→ **GOAL OF THE EXERCISE**:
Answer these from the text on GE's restructuring below:
(a) How many major divisions will GE have after the cut?
(b) Which division will combine the company's commercial and consumer lending?
(c) What 52-week high does the text give for GE's stock?

───── PAGE ─────

The move may work, but it could be a year of more until Wall St. knows that. GE is big enough so that it could take several quarters for the new structure to bear results.
The world’s largest conglomerate will cut its number of major divisions from six to four:
GE Technology Infrastructure will include Healthcare, Aviation, Transportation and Enterprise Solution. According to the company, "These businesses have opportunities to leverage technology, software and engineering."
GE Energy Infrastructure will be the umbrella for the firm’s energy, oil & gas, and water business. The parent says "These technologies already work together with large customers, particularly in emerging markets."
GE Capital will combine the company’s commercial and consumer lending. NBC Universal will continue to stand on its own.
The shuffling of divisions and management should really not interest investors. GE’s shares are now inexpensive by almost any measure. With the exception of an unforeseeable major problem, GE is predicting relative robust growth despite a slowing economy.
With a gold-plated balance sheet and tremendous cash flow, GE is not a $28 stock. Not in a period when most other stocks are becoming more risky as the months pass.
Over the next year, GE may not get back to its 52-week high of $42.15, but its results and financial strength in a deteriorating economy make it one of the most attractive big cap stocks in the market. The second quarter earnings from hundreds of companies in businesses across most major industries are making that very clear.

───── SUPPLIED INFORMATION ─────

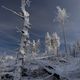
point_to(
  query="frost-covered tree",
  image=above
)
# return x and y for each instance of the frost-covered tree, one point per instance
(34, 49)
(61, 17)
(47, 43)
(55, 42)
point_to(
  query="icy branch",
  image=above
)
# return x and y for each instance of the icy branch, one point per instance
(25, 13)
(62, 15)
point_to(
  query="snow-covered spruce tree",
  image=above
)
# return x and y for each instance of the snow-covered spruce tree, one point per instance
(61, 17)
(55, 43)
(24, 45)
(47, 43)
(35, 47)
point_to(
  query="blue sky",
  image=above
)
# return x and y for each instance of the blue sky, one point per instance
(42, 13)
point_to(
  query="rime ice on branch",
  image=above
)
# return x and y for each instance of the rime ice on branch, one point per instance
(52, 43)
(61, 17)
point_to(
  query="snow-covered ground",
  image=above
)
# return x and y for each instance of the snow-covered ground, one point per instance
(68, 67)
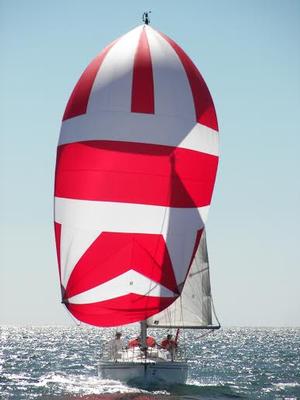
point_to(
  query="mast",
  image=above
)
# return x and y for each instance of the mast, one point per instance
(143, 335)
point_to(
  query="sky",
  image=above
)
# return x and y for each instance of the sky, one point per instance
(249, 54)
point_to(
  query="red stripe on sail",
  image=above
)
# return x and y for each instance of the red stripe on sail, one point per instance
(57, 230)
(113, 254)
(119, 311)
(142, 96)
(204, 106)
(79, 98)
(135, 173)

─────

→ **WRITTEN RESPONSE**:
(a) Four, down from six.
(b) GE Capital.
(c) $42.15.